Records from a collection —
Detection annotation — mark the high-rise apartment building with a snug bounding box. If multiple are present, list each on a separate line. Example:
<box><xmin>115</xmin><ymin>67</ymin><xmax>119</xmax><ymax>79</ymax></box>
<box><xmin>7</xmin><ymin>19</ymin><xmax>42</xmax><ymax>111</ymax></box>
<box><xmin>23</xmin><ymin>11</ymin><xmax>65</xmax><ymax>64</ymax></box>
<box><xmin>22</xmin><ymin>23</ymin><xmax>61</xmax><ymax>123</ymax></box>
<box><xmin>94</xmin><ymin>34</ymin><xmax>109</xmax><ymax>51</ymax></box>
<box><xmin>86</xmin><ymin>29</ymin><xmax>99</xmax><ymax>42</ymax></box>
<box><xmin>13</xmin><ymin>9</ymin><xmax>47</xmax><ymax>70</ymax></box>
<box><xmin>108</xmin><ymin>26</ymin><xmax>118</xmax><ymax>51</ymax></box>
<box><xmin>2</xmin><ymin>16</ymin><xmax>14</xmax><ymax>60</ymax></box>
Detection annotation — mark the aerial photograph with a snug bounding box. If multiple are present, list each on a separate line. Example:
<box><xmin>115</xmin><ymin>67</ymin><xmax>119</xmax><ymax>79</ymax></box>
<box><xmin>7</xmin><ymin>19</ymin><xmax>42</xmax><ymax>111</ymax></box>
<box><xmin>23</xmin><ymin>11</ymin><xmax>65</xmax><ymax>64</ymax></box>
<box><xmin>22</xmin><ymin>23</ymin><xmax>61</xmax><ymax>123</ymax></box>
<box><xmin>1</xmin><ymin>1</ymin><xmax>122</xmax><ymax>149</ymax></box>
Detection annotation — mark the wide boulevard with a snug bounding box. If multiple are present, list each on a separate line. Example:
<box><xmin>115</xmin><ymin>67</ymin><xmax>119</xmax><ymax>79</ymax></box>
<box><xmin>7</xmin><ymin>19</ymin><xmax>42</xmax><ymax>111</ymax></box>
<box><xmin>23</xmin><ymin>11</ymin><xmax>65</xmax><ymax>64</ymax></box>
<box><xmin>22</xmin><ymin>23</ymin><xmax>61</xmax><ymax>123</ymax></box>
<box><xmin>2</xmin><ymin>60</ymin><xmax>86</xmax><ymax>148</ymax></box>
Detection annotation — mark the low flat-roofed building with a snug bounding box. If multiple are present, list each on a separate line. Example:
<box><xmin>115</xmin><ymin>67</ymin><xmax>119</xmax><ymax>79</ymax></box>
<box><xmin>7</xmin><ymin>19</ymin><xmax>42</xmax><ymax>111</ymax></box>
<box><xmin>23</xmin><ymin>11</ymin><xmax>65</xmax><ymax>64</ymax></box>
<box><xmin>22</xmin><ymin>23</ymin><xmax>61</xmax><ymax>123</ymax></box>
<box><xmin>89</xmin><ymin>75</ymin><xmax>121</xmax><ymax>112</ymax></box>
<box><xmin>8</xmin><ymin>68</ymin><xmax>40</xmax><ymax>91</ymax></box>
--
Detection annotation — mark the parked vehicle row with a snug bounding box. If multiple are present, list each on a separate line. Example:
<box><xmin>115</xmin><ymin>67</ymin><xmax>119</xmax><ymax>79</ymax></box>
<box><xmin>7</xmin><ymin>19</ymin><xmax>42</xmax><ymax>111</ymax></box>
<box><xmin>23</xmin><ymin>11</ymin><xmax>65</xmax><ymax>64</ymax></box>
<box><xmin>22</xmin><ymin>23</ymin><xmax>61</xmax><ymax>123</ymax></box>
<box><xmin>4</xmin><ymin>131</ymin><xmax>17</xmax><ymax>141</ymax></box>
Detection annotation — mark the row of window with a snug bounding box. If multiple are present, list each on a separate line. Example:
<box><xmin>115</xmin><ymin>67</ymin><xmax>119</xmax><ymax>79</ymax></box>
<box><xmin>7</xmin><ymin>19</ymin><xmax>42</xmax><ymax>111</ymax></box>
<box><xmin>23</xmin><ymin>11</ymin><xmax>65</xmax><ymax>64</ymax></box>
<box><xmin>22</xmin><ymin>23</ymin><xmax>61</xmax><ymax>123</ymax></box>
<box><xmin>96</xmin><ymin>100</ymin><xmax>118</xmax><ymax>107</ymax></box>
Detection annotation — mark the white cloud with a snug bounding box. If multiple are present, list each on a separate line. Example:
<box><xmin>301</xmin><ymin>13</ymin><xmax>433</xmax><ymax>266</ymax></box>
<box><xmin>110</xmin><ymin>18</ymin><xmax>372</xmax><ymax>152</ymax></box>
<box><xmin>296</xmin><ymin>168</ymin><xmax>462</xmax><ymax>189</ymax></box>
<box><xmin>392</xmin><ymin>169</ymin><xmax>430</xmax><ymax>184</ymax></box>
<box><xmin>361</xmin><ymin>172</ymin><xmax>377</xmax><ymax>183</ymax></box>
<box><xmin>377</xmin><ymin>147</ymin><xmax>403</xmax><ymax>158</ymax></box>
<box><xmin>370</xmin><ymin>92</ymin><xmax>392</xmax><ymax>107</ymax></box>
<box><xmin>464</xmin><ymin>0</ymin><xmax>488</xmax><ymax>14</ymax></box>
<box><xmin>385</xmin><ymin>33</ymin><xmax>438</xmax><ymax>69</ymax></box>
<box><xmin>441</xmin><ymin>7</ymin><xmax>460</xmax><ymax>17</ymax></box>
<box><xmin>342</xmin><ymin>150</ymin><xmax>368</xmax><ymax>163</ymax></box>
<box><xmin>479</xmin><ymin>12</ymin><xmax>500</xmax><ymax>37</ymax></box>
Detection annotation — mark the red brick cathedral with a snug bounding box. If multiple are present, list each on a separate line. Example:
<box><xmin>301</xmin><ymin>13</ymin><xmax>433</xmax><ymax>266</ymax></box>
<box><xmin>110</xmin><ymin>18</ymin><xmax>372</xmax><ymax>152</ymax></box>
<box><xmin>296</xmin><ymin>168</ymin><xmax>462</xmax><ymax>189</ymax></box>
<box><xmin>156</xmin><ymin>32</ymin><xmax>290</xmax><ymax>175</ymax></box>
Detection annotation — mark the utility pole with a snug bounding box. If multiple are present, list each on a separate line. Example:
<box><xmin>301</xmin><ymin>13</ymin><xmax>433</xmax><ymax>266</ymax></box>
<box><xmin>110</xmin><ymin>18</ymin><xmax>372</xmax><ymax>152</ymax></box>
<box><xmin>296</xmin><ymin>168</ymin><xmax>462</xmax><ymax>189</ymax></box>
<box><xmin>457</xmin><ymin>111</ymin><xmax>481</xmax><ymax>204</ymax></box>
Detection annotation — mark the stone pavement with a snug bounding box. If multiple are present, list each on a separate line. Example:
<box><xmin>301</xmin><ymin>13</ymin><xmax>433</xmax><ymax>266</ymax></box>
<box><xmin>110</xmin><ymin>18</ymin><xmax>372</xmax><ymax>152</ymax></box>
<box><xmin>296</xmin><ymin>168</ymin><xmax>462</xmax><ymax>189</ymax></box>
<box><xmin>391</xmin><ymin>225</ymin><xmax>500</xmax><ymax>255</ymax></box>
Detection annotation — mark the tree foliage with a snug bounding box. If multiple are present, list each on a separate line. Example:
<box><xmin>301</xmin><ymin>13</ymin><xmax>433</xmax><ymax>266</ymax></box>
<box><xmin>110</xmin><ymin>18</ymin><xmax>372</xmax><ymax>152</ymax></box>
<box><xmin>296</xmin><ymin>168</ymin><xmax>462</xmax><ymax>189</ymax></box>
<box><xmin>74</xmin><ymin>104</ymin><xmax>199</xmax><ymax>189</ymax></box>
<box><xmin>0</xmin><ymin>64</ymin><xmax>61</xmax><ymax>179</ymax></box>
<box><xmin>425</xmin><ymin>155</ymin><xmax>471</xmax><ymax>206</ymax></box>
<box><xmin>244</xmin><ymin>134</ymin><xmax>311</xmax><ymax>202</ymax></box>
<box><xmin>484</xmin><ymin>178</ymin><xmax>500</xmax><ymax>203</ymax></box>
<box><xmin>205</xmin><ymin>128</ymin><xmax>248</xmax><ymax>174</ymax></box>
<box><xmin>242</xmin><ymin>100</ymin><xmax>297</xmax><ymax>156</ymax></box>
---
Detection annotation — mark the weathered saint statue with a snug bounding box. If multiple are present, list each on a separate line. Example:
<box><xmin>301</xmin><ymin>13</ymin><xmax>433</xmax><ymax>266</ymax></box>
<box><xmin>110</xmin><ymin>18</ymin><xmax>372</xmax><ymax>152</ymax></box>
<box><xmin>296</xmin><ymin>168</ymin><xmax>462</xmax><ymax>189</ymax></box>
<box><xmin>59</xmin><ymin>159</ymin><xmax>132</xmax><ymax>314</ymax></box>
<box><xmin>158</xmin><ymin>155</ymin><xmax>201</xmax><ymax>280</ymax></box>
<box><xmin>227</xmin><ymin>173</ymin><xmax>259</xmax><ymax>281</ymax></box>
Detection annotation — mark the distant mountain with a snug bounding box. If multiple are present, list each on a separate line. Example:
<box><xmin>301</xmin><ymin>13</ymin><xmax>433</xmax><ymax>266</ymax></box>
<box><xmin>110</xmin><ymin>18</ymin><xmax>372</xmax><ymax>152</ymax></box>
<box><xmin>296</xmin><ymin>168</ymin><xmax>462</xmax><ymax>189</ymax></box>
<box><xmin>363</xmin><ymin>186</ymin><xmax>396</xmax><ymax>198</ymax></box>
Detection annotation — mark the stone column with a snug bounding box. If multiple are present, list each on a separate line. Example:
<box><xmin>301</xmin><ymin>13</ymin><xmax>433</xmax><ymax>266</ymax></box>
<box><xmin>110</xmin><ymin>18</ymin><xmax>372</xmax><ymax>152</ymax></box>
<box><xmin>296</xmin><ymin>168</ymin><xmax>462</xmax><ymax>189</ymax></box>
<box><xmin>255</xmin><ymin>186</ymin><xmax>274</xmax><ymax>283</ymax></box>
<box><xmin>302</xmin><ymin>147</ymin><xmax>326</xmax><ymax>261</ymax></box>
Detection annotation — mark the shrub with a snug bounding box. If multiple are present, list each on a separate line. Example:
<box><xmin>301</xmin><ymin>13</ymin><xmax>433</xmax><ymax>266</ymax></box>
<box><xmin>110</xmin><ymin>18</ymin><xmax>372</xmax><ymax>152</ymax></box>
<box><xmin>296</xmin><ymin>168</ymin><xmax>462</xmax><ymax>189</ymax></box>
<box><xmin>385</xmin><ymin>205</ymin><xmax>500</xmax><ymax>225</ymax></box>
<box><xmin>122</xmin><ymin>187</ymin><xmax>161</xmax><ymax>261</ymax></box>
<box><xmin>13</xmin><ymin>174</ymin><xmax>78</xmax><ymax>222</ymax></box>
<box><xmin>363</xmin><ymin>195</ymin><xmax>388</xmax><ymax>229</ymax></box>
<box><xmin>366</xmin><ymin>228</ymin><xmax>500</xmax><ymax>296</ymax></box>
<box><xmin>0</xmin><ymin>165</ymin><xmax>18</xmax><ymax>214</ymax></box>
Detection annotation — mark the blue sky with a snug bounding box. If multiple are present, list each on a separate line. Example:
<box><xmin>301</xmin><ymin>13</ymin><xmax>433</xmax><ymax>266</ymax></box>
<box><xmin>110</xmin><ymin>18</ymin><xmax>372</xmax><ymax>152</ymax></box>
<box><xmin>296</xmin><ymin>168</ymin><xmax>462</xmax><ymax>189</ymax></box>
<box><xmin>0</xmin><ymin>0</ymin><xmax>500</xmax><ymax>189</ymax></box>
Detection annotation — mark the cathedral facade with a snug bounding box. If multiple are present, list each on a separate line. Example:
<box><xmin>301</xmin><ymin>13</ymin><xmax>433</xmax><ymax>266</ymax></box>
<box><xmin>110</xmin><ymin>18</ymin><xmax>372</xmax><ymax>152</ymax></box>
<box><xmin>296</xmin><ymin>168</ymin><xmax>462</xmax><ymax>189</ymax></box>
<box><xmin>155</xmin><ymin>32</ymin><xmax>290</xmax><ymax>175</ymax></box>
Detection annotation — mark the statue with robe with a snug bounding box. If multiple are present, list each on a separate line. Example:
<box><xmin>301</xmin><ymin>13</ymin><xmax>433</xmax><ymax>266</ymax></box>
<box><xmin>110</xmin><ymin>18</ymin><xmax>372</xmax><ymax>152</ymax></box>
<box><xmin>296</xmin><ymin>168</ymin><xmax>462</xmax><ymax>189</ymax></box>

What you are asked to do —
Please count the lines of the records above that contain the word "statue" and give only that number.

Response —
2